Work to do:
a – Answer these questions from the conjugate-gradient post, one line each, marked the same way:
(i) Into which two phases is the residuals update step divided?
(ii) What share of the whole solution time does the analysis phase take in the writer's program?
(iii) What diagonals does the lower triangular matrix in matrixLU have?
b – For each statement, say yes or no on whether the conjugate-gradient post supports it, and quote the words that decide it.
(i) The analysis phase is executed only once.
(ii) The upper triangular matrix in matrixLU has unity diagonals.
(iii) In CFD, each node needs at least the six adjacent nodes around it.
c – Proceed with the conjugate-gradient post from its final sentence onward.
***** Given text *****
I wrote a Conjugate-gradient solver (for linear system of equations) with LU preconditioning, I used Dr. Maxim Naumov's papers on nvidia's research community as a guideline, the residuals update step, which requires solving a lower triangular matrix system and then solving an upper triangular matrix system is divided into two phases:
- analysis phase (which exploits the sparsity pattern and decides the parallelization level).
- the solution phase itself.
according to all posts related to this topic, and to Naumov's paper itself, the analysis phase is significantly slower than the solve phase, but it's executed once, so it's not supposed to be an issue when taking the whole execution time in consideration, however, in my program, the analysis phase requires ~35-45% of the whole solution time (time needed to perform all iterations!), which is quite annoying, another thing is that I'm quite sure that the matrix's sparsity pattern doesn't allow a big deal of parallelization, as nearly all elements require previous elements to be known (because in CFD each node will need at least the adjacent 6 nodes (hexahedral volumes) around it, and that's repeated on every row), so the analysis phase won't be very useful anyways !
matrixLU in this code contains both the upper and lower triangular matrices, the upper triangular matrix uses the original matrix diagonals, and the lower triangular matrix has unity diagonals (LU factorization).
***** Provided records *****
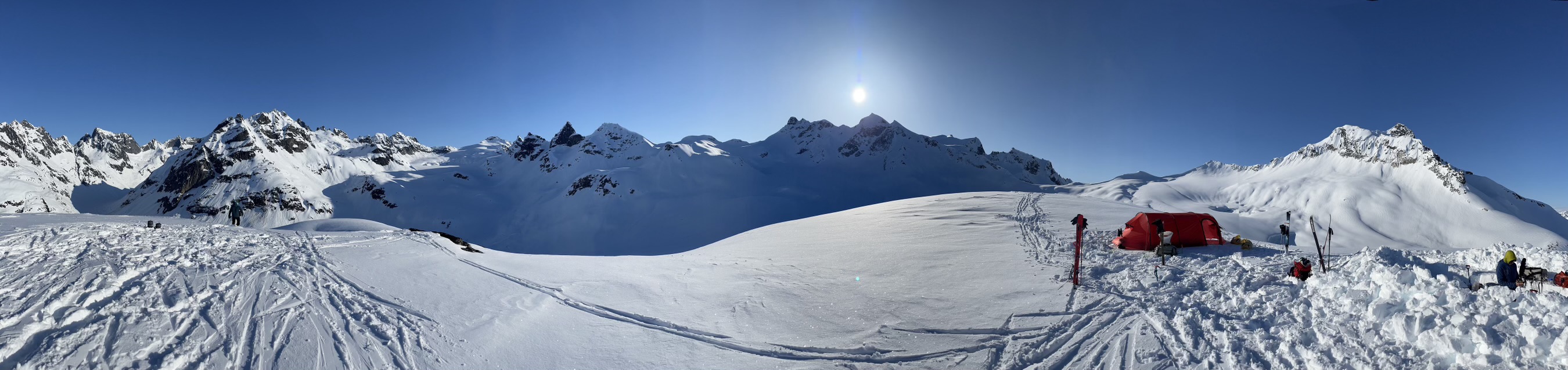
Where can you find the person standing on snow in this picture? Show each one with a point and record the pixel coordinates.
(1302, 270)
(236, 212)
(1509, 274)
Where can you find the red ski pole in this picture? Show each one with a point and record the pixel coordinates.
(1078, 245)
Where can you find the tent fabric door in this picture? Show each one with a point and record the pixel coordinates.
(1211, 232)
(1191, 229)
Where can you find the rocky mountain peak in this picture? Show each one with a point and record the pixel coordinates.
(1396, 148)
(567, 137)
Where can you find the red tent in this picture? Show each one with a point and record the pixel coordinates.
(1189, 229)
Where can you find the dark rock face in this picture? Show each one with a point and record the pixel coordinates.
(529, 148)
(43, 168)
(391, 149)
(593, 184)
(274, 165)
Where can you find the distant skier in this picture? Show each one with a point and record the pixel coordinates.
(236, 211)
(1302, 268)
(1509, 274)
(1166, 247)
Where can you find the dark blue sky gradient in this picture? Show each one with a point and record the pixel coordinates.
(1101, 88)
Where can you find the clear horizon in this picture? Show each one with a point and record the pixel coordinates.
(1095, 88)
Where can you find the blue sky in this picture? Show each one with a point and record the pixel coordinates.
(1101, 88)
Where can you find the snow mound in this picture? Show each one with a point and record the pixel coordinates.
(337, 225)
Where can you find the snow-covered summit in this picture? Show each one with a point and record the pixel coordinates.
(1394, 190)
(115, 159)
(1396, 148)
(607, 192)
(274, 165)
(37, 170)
*****
***** Provided records *****
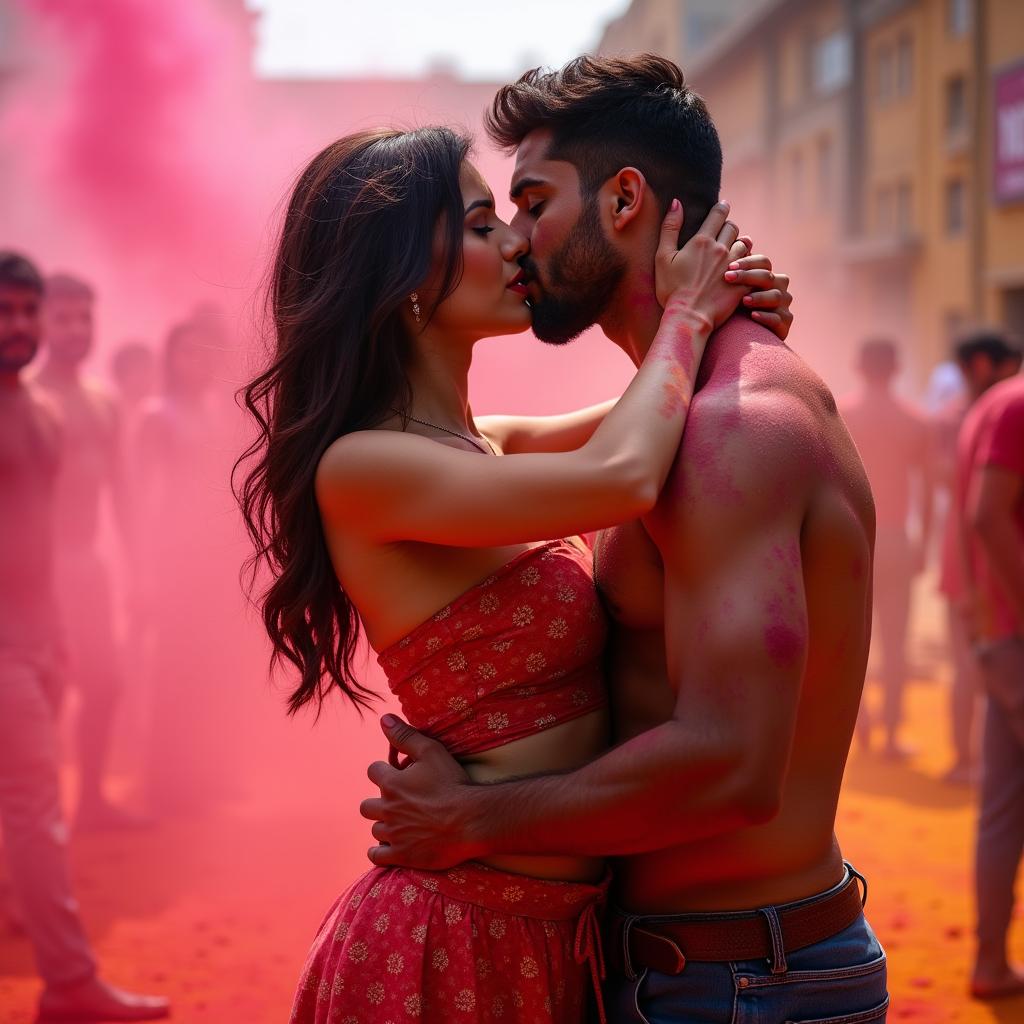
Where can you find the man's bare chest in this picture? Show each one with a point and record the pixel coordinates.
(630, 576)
*****
Results for the exercise:
a –
(i) An analysis phase and the solution phase itself.
(ii) About 35-45% of the whole solution time.
(iii) Unity diagonals.

b –
(i) Yes: "but it's executed once"
(ii) No: "the upper triangular matrix uses the original matrix diagonals"
(iii) Yes: "each node will need at least the adjacent 6 nodes (hexahedral volumes) around it"

c –
// z = inv(matrixLU)*r
cusparseMatDescr_t descrL = 0 ;
cusparseMatDescr_t descrU = 0 ;
cusparseStatus = cusparseCreateMatDescr(&descrL) ;
cusparseStatus = cusparseCreateMatDescr(&descrU) ;
cusparseSetMatType(descrL,CUSPARSE_MATRIX_TYPE_GENERAL) ;
cusparseSetMatIndexBase(descrL,CUSPARSE_INDEX_BASE_ONE) ;
cusparseSetMatDiagType(descrL,CUSPARSE_DIAG_TYPE_UNIT) ;
cusparseSetMatFillMode(descrL,CUSPARSE_FILL_MODE_LOWER) ;
cusparseSetMatType(descrU,CUSPARSE_MATRIX_TYPE_GENERAL) ;
cusparseSetMatIndexBase(descrU,CUSPARSE_INDEX_BASE_ONE) ;
cusparseSetMatDiagType(descrU,CUSPARSE_DIAG_TYPE_NON_UNIT) ;
cusparseSetMatFillMode(descrU,CUSPARSE_FILL_MODE_UPPER) ;
cusparseSolveAnalysisInfo_t inforL = 0 ;
cusparseSolveAnalysisInfo_t inforU = 0 ;
cusparseStatus = cusparseCreateSolveAnalysisInfo(&inforL) ;
cusparseStatus = cusparseCreateSolveAnalysisInfo(&inforU) ;
double startFA = omp_get_wtime() ;
cusparseStatus = cusparseDcsrsv_analysis(cusparseHandle, CUSPARSE_OPERATION_NON_TRANSPOSE, N, NZ, descrL, matrixLU, iRow, jCol, inforL) ;
if(cusparseStatus != CUSPARSE_STATUS_SUCCESS) printf("%s \n\n","cusparseDcsrsv_analysis1 Error !") ;
cusparseStatus = cusparseDcsrsv_analysis(cusparseHandle, CUSPARSE_OPERATION_NON_TRANSPOSE, N, NZ, descrU, matrixLU, iRow, jCol, inforU) ;
if(cusparseStatus != CUSPARSE_STATUS_SUCCESS) printf("%s \n\n","cusparseDcsrsv_analysis2 Error !") ;
double finishFA = omp_get_wtime() ;
So, anybody got a clue why the analysis phase is so slow ? and how it may be accelerated ? is the (analysis phase execution time)/(solve phase execution time) ratio GPU dependent ?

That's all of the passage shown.